- _Text_
[Start]

So yes, objectivity is crucial. But it is not the final word — it’s one mode of disclosure, and it rests on a deeper, irreducible involvement of the subject in the constitution of the world - a world in which we ourselves are no longer an accident. — Wayfarer
But still, there's a twist in the story, with Adorno there always is, and even this sarcastic and ironic jab can be transformed: instead of the diner eating the roast, the roast eats the diner. — Pussycat
If a standpoint is demanded of the latter, then
it would be that of the diner to the roast. It lives by ingesting such; only
when the latter disappears into the former, would there be philosophy.
So it seems that I was half-right: the diner to the roast is the old-school wrong traditional epistemology, and the diner (theory) being devoured by the roast (experience) is the correct one. — Pussycat
So after all this, we get the impression that Adorno crowns experience king. Alas no, yet another twist, as he is preparing for his dialectical moment which continues in the next paragraph. — Pussycat
I'm starting to believe that the "diner to the roast" is the wrong old school model. And that experience is consumed into theory, not the opposite. — Pussycat
But "unregimented thought" is only a part of negative dialectics. It is the part where thought steps beyond the methodology of dialectics. — Jamal
Ideology lurks in the Spirit which, dazzled with itself like
Nietzsche’s Zarathustra, irresistibly becomes well-nigh absolute.

[End]

- _Exercise tasks_
a. Retype the Adorno discussion from "So it seems" to "becomes well-nigh absolute.".
b. According to Jamal in the Adorno discussion, "unregimented thought" is only a part of what?
The entries that follow have no connection to the Adorno discussion.

- _Recorded information_
[Start]

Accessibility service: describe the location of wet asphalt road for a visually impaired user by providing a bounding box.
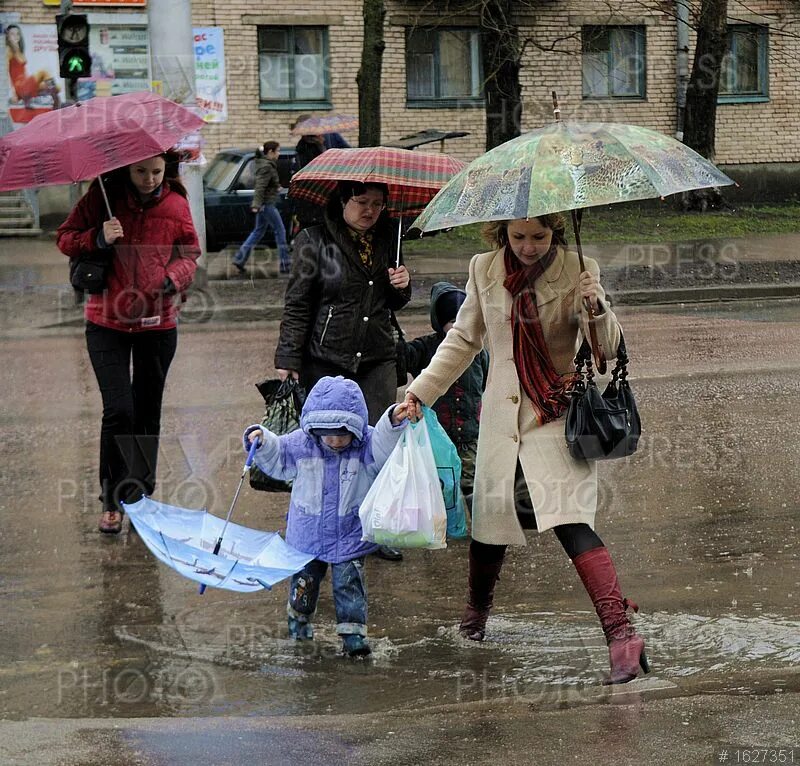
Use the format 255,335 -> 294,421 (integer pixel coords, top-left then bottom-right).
0,256 -> 800,766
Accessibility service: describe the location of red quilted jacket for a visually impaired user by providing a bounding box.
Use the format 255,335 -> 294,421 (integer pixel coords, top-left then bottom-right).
56,181 -> 200,332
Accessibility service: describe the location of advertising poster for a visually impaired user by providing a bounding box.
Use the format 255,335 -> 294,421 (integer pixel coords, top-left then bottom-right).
78,23 -> 150,100
2,23 -> 64,125
194,27 -> 228,122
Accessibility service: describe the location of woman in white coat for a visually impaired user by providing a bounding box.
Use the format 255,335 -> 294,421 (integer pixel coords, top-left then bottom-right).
406,214 -> 649,683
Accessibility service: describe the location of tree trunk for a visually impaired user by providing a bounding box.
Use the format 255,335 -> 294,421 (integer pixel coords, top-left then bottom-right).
356,0 -> 386,146
480,0 -> 522,151
682,0 -> 728,210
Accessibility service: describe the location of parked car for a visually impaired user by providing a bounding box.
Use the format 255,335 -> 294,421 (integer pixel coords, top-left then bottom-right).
203,147 -> 295,252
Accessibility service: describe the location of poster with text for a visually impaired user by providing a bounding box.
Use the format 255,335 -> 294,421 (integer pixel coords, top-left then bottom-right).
2,24 -> 64,125
78,23 -> 150,100
194,27 -> 223,122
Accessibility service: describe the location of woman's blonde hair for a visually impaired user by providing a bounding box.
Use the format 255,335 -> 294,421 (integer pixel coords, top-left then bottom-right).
481,213 -> 567,248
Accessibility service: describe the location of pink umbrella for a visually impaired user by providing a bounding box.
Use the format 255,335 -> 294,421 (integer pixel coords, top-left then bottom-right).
0,93 -> 204,213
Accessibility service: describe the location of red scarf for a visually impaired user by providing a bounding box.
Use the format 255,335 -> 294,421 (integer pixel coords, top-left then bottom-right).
503,243 -> 573,425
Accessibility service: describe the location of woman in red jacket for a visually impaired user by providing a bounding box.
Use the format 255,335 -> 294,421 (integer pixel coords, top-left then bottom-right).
57,154 -> 200,534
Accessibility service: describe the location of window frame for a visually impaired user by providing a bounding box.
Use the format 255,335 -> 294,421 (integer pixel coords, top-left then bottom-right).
717,22 -> 769,104
256,24 -> 333,111
581,24 -> 647,101
405,26 -> 485,109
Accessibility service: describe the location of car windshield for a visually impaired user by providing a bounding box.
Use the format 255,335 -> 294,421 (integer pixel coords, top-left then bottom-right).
203,154 -> 241,191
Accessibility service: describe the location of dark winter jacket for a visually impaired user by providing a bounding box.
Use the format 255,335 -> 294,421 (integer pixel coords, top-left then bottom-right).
275,208 -> 411,373
402,282 -> 489,446
56,181 -> 200,332
253,149 -> 281,208
244,377 -> 408,564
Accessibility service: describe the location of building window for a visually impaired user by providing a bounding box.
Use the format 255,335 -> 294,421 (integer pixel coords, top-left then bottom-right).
258,27 -> 330,109
581,26 -> 647,98
406,28 -> 483,106
719,24 -> 769,103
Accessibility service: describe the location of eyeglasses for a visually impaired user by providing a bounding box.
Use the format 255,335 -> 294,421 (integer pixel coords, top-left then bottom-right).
350,197 -> 386,211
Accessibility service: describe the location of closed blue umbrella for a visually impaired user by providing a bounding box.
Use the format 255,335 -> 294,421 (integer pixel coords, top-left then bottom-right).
125,443 -> 314,593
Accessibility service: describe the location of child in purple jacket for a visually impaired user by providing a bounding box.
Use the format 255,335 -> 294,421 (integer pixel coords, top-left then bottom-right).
244,376 -> 407,657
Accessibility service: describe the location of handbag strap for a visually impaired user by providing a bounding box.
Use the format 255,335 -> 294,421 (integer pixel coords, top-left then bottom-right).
575,328 -> 628,384
389,309 -> 406,340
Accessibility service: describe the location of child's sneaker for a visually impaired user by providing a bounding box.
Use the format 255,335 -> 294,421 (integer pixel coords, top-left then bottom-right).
342,633 -> 372,657
289,617 -> 314,641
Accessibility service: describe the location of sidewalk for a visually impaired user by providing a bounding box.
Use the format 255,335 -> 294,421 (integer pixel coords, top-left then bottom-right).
0,234 -> 800,330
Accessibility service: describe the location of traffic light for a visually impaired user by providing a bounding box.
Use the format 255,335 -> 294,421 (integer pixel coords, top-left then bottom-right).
56,13 -> 92,80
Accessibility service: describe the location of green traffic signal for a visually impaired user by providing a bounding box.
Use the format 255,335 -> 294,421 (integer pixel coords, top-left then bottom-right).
56,13 -> 92,80
67,52 -> 92,77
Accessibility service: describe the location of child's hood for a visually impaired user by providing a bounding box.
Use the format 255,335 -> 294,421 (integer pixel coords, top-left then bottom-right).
431,282 -> 467,334
300,375 -> 369,439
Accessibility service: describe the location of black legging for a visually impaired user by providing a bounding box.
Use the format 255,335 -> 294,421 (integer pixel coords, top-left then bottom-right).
86,322 -> 178,511
470,462 -> 603,564
469,524 -> 603,564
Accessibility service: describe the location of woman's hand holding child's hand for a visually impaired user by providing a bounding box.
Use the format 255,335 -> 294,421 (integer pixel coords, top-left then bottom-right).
402,391 -> 422,423
392,402 -> 408,426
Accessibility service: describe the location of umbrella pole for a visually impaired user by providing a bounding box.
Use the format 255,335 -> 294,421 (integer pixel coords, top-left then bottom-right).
97,176 -> 114,218
568,210 -> 606,375
395,218 -> 403,269
199,439 -> 261,596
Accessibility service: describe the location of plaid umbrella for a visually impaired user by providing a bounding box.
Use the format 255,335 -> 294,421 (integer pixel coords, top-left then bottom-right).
292,114 -> 358,136
289,146 -> 464,215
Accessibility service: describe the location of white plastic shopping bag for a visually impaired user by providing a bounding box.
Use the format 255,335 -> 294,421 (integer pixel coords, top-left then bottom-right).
358,419 -> 447,550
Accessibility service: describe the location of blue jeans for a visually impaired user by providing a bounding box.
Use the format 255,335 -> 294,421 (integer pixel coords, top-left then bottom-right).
286,556 -> 367,636
233,205 -> 289,271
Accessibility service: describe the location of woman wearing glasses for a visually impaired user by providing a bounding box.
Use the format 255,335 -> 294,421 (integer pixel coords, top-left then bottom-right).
275,181 -> 411,425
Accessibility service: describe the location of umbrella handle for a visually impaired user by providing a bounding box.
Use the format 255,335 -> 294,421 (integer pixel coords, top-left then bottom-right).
97,176 -> 114,218
242,439 -> 261,476
568,210 -> 607,375
199,439 -> 261,596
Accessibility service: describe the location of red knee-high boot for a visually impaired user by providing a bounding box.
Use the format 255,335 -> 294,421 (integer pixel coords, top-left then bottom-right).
572,547 -> 650,684
458,546 -> 505,641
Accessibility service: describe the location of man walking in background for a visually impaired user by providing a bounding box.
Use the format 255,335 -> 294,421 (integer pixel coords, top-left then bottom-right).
233,141 -> 290,274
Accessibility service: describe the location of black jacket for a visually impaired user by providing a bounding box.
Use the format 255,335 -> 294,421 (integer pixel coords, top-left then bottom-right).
253,149 -> 281,208
275,214 -> 411,373
402,282 -> 489,447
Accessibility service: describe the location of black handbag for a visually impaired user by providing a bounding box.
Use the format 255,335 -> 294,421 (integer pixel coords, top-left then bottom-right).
69,252 -> 111,295
564,332 -> 642,460
250,377 -> 306,492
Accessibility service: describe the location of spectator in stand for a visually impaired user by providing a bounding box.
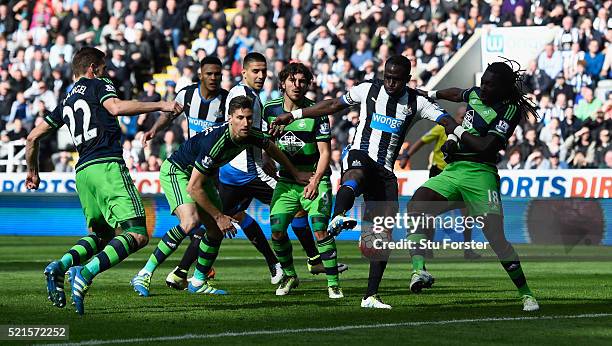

[End]

- _Solutions to the tasks_
a.
So it seems that I was half-right: the diner to the roast is the old-school wrong traditional epistemology, and the diner (theory) being devoured by the roast (experience) is the correct one. — Pussycat
So after all this, we get the impression that Adorno crowns experience king. Alas no, yet another twist, as he is preparing for his dialectical moment which continues in the next paragraph. — Pussycat
I'm starting to believe that the "diner to the roast" is the wrong old school model. And that experience is consumed into theory, not the opposite. — Pussycat
But "unregimented thought" is only a part of negative dialectics. It is the part where thought steps beyond the methodology of dialectics. — Jamal
Ideology lurks in the Spirit which, dazzled with itself like
Nietzsche’s Zarathustra, irresistibly becomes well-nigh absolute.

b. Negative dialectics.